## start
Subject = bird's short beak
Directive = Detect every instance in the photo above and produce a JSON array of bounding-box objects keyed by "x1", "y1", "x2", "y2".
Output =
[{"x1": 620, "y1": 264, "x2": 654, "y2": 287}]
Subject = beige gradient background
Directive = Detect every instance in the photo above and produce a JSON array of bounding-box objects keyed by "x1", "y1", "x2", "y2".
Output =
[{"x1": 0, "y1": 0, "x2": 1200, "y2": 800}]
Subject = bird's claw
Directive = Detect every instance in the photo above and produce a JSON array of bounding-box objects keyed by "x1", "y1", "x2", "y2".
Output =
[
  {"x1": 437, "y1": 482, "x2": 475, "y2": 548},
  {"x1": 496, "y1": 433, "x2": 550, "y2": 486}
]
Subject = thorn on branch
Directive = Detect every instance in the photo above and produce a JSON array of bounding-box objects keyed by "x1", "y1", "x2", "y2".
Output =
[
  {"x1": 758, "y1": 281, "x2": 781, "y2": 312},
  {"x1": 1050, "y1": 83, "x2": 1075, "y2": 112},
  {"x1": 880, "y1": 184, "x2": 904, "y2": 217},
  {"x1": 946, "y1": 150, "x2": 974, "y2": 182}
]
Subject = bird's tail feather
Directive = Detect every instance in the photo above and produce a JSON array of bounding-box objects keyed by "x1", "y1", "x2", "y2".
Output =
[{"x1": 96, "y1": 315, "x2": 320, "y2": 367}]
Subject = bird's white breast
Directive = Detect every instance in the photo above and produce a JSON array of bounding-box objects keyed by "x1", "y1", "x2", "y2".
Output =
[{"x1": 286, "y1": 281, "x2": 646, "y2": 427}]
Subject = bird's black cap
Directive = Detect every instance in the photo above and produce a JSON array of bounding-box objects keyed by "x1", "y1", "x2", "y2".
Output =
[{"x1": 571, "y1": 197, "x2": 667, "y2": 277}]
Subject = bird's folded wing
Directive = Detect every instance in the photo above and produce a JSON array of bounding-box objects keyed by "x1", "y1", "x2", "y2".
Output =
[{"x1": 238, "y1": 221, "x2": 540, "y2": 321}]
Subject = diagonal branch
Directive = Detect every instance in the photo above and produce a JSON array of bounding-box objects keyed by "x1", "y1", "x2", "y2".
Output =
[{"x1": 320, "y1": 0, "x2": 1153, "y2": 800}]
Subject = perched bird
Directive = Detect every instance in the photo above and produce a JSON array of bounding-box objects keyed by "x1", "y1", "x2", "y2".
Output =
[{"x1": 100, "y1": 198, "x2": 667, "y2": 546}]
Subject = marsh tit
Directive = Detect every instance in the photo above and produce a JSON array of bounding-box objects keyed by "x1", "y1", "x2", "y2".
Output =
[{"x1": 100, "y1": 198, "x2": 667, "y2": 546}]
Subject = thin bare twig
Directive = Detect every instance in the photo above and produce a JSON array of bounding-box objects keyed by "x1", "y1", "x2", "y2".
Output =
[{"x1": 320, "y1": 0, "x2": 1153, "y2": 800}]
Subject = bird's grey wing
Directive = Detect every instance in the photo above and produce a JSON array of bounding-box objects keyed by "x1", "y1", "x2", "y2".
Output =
## end
* **DIRECTIONS**: Reproduce all of the material above line for line, changing nothing.

* **RESULT OF THIS EXERCISE**:
Subject = bird's short beak
Directive = Detect every instance in the photo above and produce a JSON array of bounding-box objects keyed by "x1", "y1", "x2", "y2".
Output =
[{"x1": 620, "y1": 264, "x2": 654, "y2": 287}]
Subject = beige gradient background
Directive = Detect every instance in the photo above and produce a JSON array of bounding-box objects keyed by "x1", "y1", "x2", "y2".
Output =
[{"x1": 0, "y1": 0, "x2": 1200, "y2": 800}]
Subject = bird's claw
Directive = Detect every instance in the photo above and produce a JSON array of bounding-box objects keyed by "x1", "y1", "x2", "y2".
Output =
[
  {"x1": 437, "y1": 482, "x2": 475, "y2": 548},
  {"x1": 496, "y1": 433, "x2": 550, "y2": 486}
]
Subject = thorn on branch
Directive = Detect every instance in the photo above and produce a JSON array of bounding-box objects keyed by "x1", "y1", "x2", "y2".
Output =
[
  {"x1": 758, "y1": 281, "x2": 781, "y2": 312},
  {"x1": 1050, "y1": 83, "x2": 1075, "y2": 112},
  {"x1": 880, "y1": 184, "x2": 904, "y2": 217},
  {"x1": 946, "y1": 150, "x2": 974, "y2": 182}
]
Subject = bird's tail feather
Directive = Detect every instance in the photo above and produce a JSON array of bounding-box objects keyed by "x1", "y1", "x2", "y2".
Output =
[{"x1": 96, "y1": 315, "x2": 320, "y2": 367}]
Subject = bird's white breast
Directive = Detect every instance in the photo above and produce a JSON array of bounding-box objects keyed by "x1", "y1", "x2", "y2".
Output =
[{"x1": 286, "y1": 281, "x2": 646, "y2": 427}]
Subject = bird's black cap
Directive = Detect every instance in the photo above and produce a JSON array of bounding-box objects keyed by "x1", "y1", "x2", "y2".
Output =
[{"x1": 571, "y1": 197, "x2": 667, "y2": 277}]
Subject = bird's folded wing
Directive = Detect every instance in the photo above and produce a JSON array of bounding-box objects keyed by "x1", "y1", "x2", "y2".
Output =
[{"x1": 238, "y1": 221, "x2": 540, "y2": 321}]
Subject = diagonal branch
Directive = Detect every instance in the photo above and produce a JSON array of bounding-box objects keyed by "x1", "y1", "x2", "y2".
Output =
[{"x1": 320, "y1": 0, "x2": 1153, "y2": 800}]
Subject = perched bird
Directive = Detect every instance in the photo above and produce a JSON array of bounding-box objects keyed by "x1", "y1", "x2", "y2".
Output =
[{"x1": 100, "y1": 198, "x2": 667, "y2": 546}]
Subject = marsh tit
Directive = Detect every instance in the photo above and produce a JSON array of bounding-box objects keyed by "x1", "y1", "x2", "y2".
Output =
[{"x1": 100, "y1": 198, "x2": 667, "y2": 546}]
Subject = thin bare twig
Directive = Detect every instance in the photo above and produce a JSON array of bounding-box objects keyed by "x1", "y1", "x2", "y2".
Output =
[{"x1": 320, "y1": 0, "x2": 1153, "y2": 800}]
Subject = bird's grey wing
Directive = Detect every instance in the photo above and produce a JSON array of bounding-box objects keyed by "x1", "y1", "x2", "y2".
Output =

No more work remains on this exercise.